## Assignment
Each line of the listing is to be retyped exactly as given.

══ Records

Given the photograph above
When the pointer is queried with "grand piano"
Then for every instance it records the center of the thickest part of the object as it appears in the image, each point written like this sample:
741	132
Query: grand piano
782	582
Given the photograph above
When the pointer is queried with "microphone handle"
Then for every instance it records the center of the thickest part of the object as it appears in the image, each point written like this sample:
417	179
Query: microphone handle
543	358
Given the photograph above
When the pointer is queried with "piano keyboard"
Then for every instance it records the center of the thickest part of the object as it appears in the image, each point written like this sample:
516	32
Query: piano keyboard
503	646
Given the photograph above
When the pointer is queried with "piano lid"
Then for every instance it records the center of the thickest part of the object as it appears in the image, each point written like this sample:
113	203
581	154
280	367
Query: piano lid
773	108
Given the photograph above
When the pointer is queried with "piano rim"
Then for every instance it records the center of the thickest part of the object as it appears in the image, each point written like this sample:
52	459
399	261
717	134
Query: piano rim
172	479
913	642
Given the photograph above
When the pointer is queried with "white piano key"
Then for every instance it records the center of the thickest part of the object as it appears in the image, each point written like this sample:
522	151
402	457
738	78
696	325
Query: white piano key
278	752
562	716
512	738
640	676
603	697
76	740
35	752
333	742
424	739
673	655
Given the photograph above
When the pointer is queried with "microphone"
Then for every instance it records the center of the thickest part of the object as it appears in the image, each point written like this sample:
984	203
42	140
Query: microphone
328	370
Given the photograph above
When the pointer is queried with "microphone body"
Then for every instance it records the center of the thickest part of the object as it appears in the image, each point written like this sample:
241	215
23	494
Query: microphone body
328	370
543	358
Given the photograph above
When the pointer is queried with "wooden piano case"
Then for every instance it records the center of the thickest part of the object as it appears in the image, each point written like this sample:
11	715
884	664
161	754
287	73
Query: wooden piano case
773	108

════

## Answer for this exercise
Given the photograph above
When the pointer is queried with "grand piano"
Then for every instance it records the center of the thickest part of the object as it appears in the image, each point written like this sample:
741	132
Query: grand piano
782	582
Given the photograph above
When the pointer is queried with "microphone handle"
Then for every instance it records the center of the thickest part of the object as it appears in the image, each point written like this sample:
417	179
Query: microphone handle
543	358
Given the photograph above
When the pointer is queried with "piano keyboard"
Then for every instance it records the center of the thickest part of the object as it appears in the image, each point written like this sample:
516	32
Query: piano keyboard
503	646
Given the photograph above
When the pointer is queried with "piano lid"
Then for every instance it records the center of the thickest part of the object as it appears in the image, each point written like this sample:
113	203
581	154
280	367
Query: piano lid
773	108
Given the photograph above
When the pointer is queried with "piano rim"
Then for every instance it records the center of the thickest part of the object as it appears in the image, each point written like this sample:
52	459
399	261
717	134
Query: piano rim
172	479
913	642
Given the photograph above
When the pointer is queried with "white piano key"
Then for every instance it records the center of the thickest part of the object as it appears in the image, each point written like this sample:
522	151
402	457
738	78
696	325
Query: white piano key
278	752
562	716
512	738
640	676
603	697
76	740
35	752
333	742
424	739
673	655
Given the photograph above
When the pointer is queried with "microphone"
Then for every instance it records the center of the thickest part of the object as it appears in the image, each point written like this sample:
984	203
42	140
Query: microphone
328	370
Given the photograph above
When the pointer is queried with "microphone body"
Then for every instance it records the center of the thickest part of the object as it appears in the image, each point written like this sample:
241	215
23	494
Query: microphone body
328	370
543	358
Given the photograph above
When the pointer is queried with "wooden piano case"
Then for every instance it records the center of the thickest part of the object as it appears in the image, each point written like this sample:
11	715
884	664
161	754
287	73
Query: wooden piano case
773	108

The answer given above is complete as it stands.